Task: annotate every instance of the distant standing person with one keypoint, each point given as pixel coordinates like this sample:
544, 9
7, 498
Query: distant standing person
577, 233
────────────────────────────────────────
• _STATED PROBLEM_
Rewrite all of the rows above, requests included, multiplying every point coordinate in the answers by 1.7 and rounding each result to the nearest whole number, with halves rounded up. Keep the request text and its sample coordinates unchanged.

• _RESPONSE FOR THIS EXERCISE_
Task: annotate every instance of the distant standing person with one keypoint, each point given as pixel coordinates like this sample:
544, 9
7, 498
Query: distant standing person
981, 396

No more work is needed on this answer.